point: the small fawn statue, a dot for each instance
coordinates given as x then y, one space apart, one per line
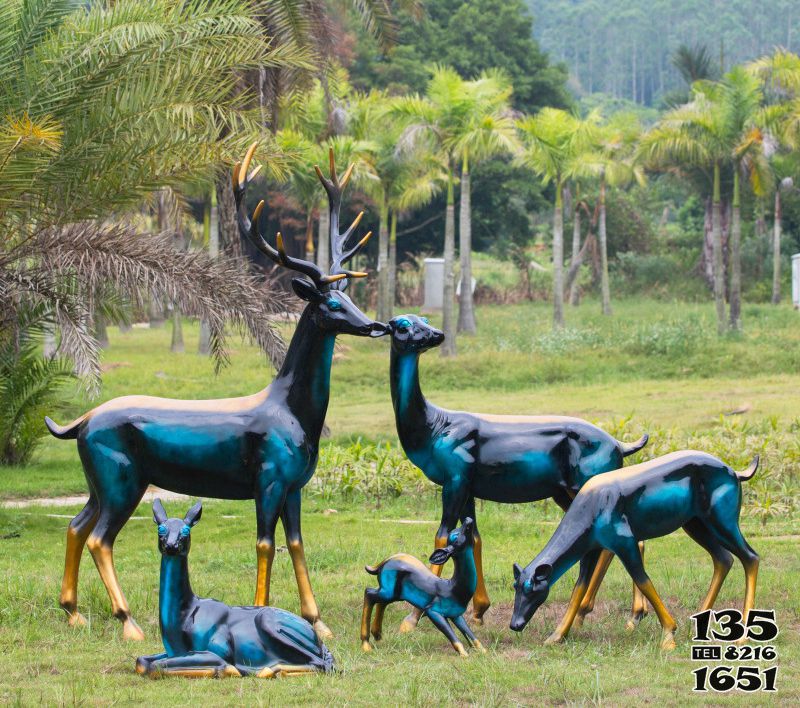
207 638
404 577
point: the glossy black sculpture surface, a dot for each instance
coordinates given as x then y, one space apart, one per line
690 490
508 459
204 637
262 447
404 577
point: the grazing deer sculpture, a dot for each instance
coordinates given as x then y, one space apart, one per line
611 513
262 447
501 458
404 577
204 637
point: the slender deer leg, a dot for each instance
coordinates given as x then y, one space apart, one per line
294 540
270 497
639 606
77 533
444 627
366 612
101 546
587 604
588 565
377 621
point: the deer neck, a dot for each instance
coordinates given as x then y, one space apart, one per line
175 596
410 406
305 376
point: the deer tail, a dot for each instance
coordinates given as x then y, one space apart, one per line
64 432
630 448
744 475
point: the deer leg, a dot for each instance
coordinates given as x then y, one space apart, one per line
723 560
269 500
101 546
77 533
587 604
290 516
196 664
366 612
587 568
628 551
463 627
453 500
444 627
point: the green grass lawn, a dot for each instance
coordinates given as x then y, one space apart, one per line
655 367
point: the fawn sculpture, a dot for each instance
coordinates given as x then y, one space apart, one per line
690 490
262 447
507 459
404 577
205 637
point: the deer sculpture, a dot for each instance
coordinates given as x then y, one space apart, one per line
262 447
612 512
501 458
404 577
207 638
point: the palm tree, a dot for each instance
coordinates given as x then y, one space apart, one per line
456 117
553 143
97 117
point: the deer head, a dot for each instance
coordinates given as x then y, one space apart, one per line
334 310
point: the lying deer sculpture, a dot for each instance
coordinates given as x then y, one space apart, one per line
205 637
689 489
262 447
507 459
403 577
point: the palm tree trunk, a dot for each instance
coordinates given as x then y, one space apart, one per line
716 243
576 247
605 287
211 228
558 259
448 292
383 265
466 308
776 249
391 297
736 256
323 243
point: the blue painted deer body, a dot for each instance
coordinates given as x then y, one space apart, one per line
205 637
403 577
611 513
507 459
262 447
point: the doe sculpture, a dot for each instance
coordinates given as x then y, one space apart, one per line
501 458
690 490
262 447
205 638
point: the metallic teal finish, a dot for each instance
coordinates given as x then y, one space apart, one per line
690 490
205 634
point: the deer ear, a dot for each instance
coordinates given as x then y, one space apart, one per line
194 514
441 555
159 514
306 291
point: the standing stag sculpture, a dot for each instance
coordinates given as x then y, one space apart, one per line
502 458
262 447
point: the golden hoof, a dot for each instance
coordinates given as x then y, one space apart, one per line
76 619
132 631
322 630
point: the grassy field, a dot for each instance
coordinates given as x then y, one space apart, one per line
653 367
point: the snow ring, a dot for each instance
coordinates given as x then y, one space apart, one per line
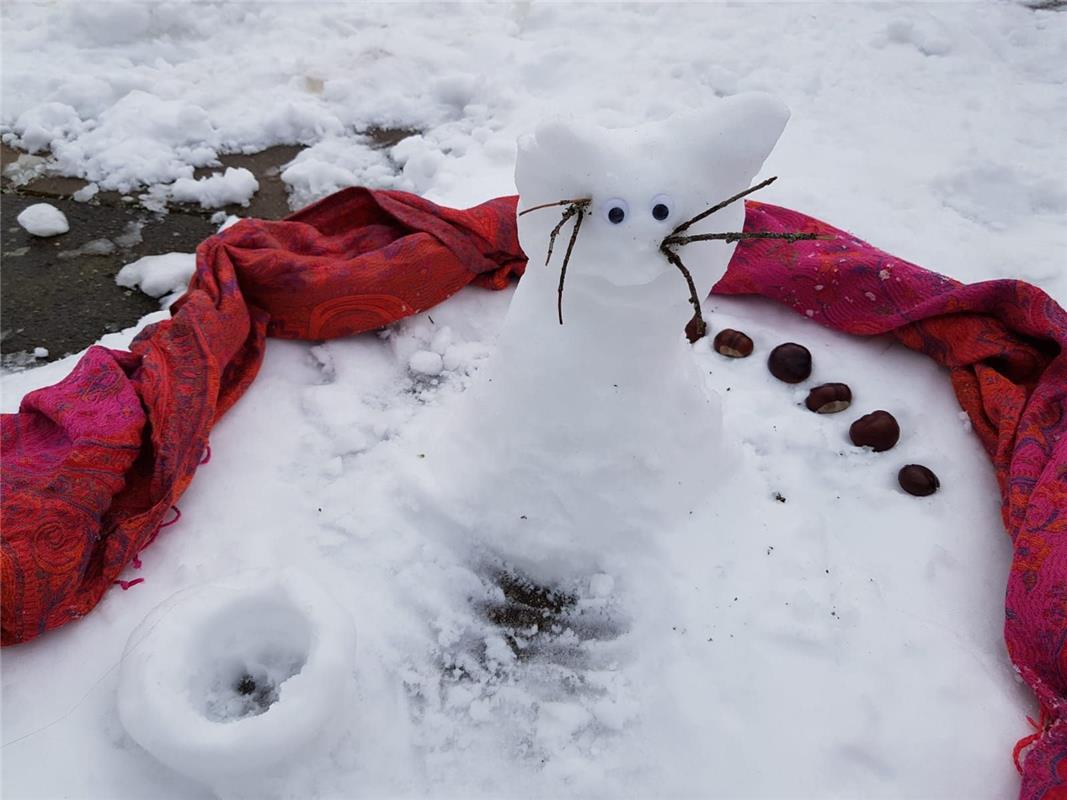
237 677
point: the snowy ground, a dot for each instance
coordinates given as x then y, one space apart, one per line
844 642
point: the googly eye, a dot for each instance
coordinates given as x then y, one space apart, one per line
662 207
616 210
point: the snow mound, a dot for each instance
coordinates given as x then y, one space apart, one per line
221 189
159 275
43 220
235 681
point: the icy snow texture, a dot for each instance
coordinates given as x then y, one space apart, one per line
220 189
43 220
232 683
809 649
895 106
620 438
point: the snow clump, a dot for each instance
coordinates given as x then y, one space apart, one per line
43 220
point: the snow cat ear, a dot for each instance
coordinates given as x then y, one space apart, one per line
560 160
738 133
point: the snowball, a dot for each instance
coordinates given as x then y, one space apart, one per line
159 275
234 681
426 363
233 186
43 220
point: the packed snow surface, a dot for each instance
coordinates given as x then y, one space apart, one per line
43 220
811 632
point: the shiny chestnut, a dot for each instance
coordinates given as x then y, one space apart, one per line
918 480
732 344
877 430
829 398
790 363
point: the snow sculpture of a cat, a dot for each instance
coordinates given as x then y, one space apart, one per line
598 433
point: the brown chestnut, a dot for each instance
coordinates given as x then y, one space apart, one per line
732 344
877 430
790 363
918 480
829 398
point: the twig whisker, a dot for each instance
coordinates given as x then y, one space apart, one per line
578 202
685 225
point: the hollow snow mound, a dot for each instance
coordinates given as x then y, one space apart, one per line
236 680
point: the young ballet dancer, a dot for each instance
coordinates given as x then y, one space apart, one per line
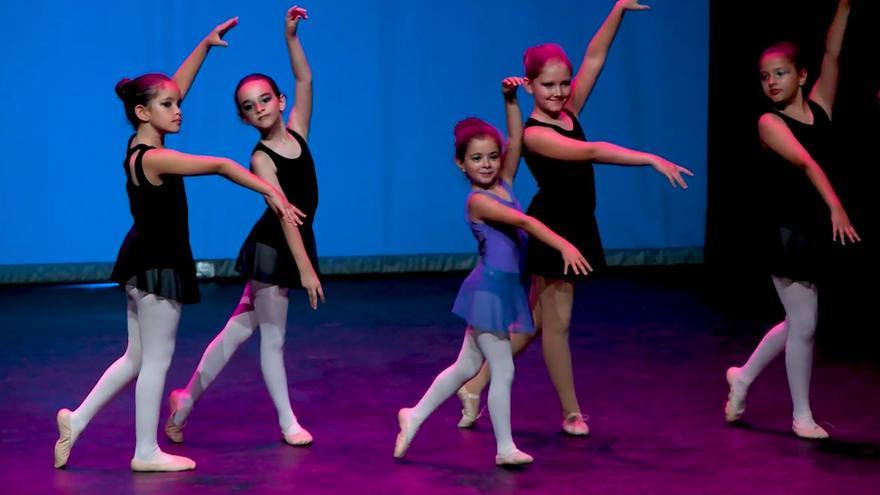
493 298
276 256
561 160
155 264
798 147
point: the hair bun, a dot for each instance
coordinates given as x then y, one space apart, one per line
121 87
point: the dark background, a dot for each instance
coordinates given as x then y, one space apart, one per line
736 278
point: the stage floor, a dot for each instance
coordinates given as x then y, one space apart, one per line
649 355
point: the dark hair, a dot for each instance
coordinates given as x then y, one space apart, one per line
536 57
139 91
472 128
254 77
787 49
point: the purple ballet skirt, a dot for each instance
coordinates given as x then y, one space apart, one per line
493 298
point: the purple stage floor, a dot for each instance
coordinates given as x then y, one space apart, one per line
649 359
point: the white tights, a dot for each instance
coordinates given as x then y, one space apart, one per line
261 305
152 326
795 336
477 346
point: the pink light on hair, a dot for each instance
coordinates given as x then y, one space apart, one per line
472 128
787 49
536 57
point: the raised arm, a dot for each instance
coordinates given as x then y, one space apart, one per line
165 161
264 168
825 90
190 67
481 207
301 115
514 128
597 52
778 137
551 144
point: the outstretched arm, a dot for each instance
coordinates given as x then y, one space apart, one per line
190 67
551 144
597 52
514 128
825 90
778 137
264 168
482 207
301 115
166 161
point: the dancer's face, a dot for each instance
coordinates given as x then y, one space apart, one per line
552 87
258 104
163 110
780 79
482 161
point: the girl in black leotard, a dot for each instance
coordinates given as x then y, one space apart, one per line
797 142
561 159
275 256
155 264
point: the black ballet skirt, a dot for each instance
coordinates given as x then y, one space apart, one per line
566 203
798 235
265 255
156 256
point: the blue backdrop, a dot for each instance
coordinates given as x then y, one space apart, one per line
391 78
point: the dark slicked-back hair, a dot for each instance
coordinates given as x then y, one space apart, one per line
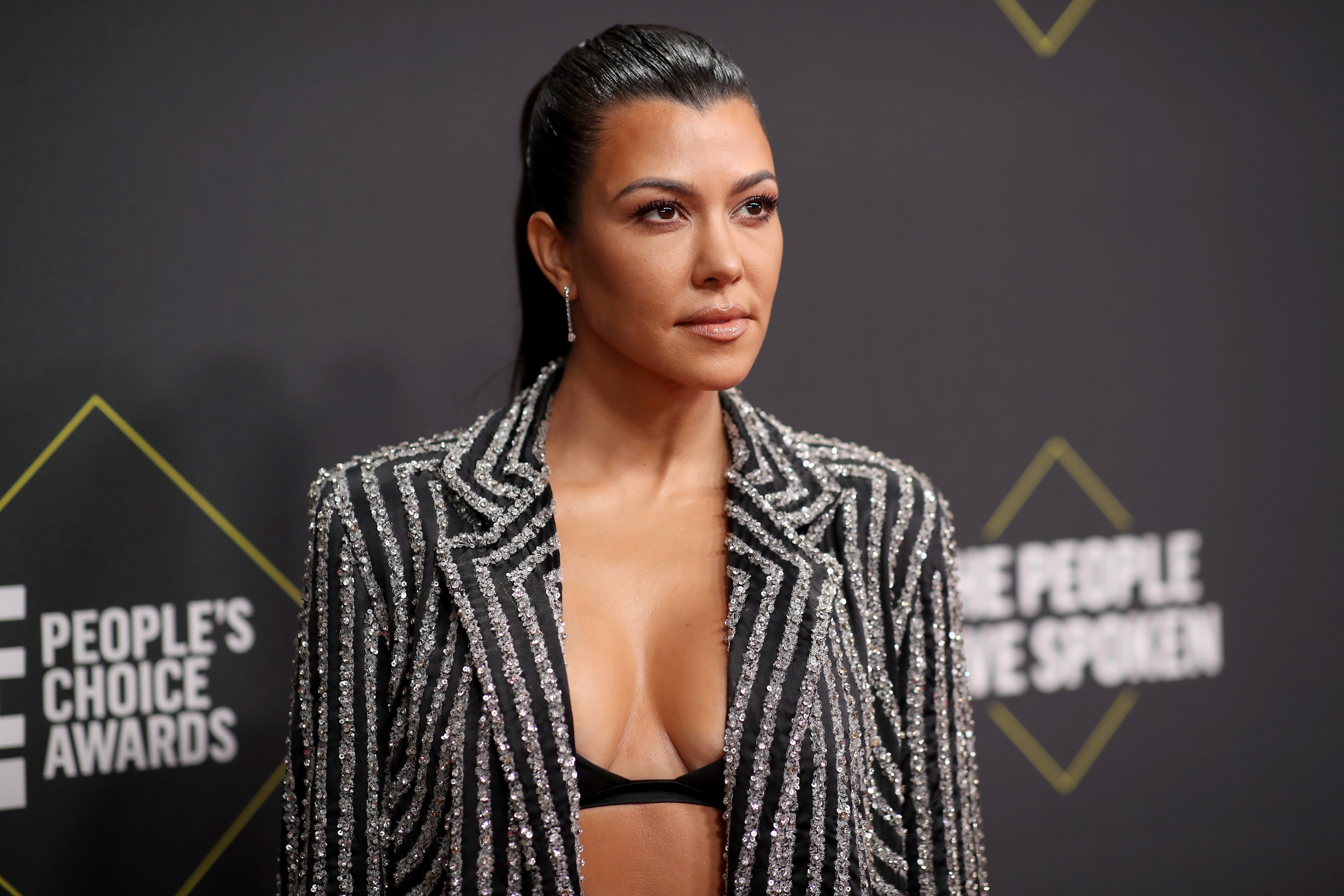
562 123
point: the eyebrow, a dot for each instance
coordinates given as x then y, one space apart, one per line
678 187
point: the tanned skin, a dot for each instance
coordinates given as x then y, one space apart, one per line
673 265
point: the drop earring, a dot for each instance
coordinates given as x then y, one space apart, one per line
569 319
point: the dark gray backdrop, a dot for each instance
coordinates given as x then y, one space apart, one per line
275 237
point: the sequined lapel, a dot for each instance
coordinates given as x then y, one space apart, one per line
505 578
784 586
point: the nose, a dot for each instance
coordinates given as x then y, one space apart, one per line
720 261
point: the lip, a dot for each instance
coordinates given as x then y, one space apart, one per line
718 324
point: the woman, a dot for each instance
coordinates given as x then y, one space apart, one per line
752 678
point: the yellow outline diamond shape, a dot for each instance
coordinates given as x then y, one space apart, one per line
1058 451
218 519
1046 45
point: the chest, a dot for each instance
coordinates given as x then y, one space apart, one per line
644 601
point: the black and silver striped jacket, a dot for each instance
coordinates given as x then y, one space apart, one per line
431 748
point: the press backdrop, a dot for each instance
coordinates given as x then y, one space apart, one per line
271 237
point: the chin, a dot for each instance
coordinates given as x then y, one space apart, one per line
714 374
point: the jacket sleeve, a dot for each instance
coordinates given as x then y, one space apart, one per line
936 746
337 715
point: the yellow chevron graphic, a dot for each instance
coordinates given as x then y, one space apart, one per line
1057 449
1049 43
96 402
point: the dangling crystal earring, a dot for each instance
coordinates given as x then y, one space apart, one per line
569 319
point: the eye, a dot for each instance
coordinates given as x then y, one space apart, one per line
759 207
661 210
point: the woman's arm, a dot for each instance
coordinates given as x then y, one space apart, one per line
335 718
936 746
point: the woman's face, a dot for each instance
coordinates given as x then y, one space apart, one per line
675 254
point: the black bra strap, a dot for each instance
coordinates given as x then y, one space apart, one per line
603 788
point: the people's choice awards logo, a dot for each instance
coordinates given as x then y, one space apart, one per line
130 662
1045 617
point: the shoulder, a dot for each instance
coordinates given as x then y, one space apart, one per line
826 457
870 481
384 473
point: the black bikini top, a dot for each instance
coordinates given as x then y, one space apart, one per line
603 788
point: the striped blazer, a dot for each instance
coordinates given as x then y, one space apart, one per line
431 745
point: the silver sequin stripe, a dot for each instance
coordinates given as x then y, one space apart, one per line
450 776
529 721
916 692
821 778
787 815
314 768
775 692
943 730
416 761
845 762
376 823
733 735
493 706
346 721
864 745
968 784
424 761
485 824
545 668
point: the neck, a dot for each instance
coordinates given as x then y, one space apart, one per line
612 418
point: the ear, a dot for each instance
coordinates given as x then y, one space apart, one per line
549 249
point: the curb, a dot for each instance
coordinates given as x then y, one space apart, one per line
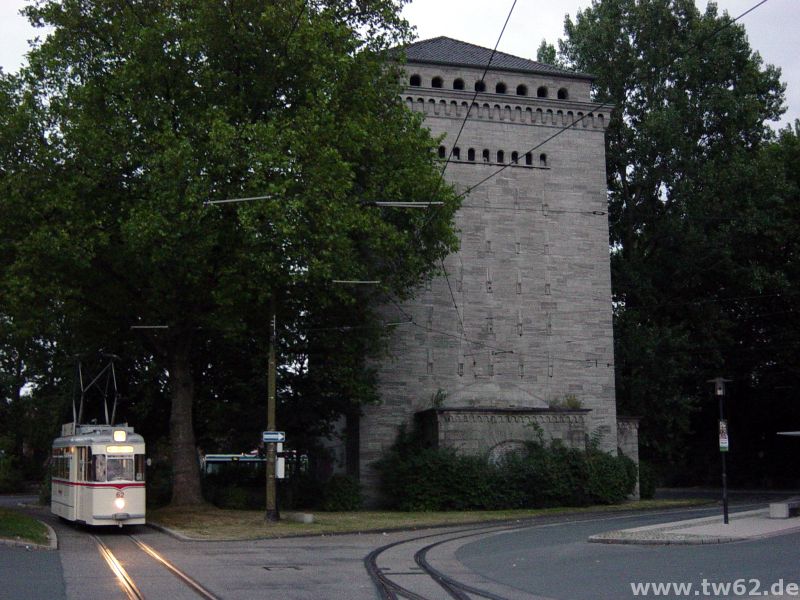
668 534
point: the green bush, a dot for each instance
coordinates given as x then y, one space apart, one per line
415 478
647 480
609 478
10 476
341 493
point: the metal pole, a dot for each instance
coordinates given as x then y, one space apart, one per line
724 465
272 500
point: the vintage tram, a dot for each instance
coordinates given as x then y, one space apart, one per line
98 475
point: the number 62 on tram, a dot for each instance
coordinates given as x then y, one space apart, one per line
98 475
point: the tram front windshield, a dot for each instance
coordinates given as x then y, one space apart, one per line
118 468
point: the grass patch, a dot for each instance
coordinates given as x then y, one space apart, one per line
17 526
211 523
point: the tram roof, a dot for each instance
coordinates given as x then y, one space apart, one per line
82 435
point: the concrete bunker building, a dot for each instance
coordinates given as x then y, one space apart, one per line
516 336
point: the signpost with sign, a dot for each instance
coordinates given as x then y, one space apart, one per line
723 436
724 444
273 437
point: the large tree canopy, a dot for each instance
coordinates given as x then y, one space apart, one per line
132 114
695 202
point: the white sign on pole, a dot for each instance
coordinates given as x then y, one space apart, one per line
723 436
273 437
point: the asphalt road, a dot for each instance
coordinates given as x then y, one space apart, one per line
550 560
556 561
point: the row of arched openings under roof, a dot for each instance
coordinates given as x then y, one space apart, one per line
500 156
499 88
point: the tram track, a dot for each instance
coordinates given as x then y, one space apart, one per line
128 583
430 583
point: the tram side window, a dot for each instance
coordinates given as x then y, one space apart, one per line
61 462
84 464
120 469
99 467
140 462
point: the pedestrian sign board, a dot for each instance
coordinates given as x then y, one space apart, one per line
273 437
723 436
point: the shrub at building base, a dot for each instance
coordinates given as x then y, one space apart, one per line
342 493
431 479
10 475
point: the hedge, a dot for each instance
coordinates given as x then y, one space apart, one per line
418 478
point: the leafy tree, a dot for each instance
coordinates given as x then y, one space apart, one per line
135 113
687 189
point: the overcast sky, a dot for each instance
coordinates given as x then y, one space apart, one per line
770 27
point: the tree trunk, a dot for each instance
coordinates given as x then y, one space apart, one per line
185 466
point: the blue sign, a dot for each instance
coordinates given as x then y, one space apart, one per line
273 437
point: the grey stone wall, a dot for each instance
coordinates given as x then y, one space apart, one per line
523 317
495 431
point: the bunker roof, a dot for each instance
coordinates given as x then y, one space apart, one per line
447 51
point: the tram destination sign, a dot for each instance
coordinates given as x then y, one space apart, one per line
273 437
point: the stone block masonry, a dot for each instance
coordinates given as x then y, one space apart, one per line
522 319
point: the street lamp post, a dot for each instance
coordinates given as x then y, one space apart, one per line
719 392
272 500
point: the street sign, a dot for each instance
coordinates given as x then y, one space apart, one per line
723 436
273 437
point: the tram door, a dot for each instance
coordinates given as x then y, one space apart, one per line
63 492
83 496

++++++

__Task directions__
From the line containing "point: the chin, a dot for each instance" down to the line containing "point: the eye, a dot for each instance" in the material above, reproduce every line exactly, including the two end lines.

__Solution to this exercise__
point: the chin, a dot for each instance
coordinates given as x then y, one space apart, one per line
714 374
point: the jacket sleeve, a dot for each instance
coordinates given as x then y, one space apart, one per line
936 746
337 715
point: the yellow chevron graphic, a dot for each instance
coordinates given as x then y, one space apart, one per line
1057 449
1049 43
96 402
point: the dangling crystal earring, a dot for each instance
coordinates given as x then y, one space apart, one per line
569 319
point: the eye, a dot for each instance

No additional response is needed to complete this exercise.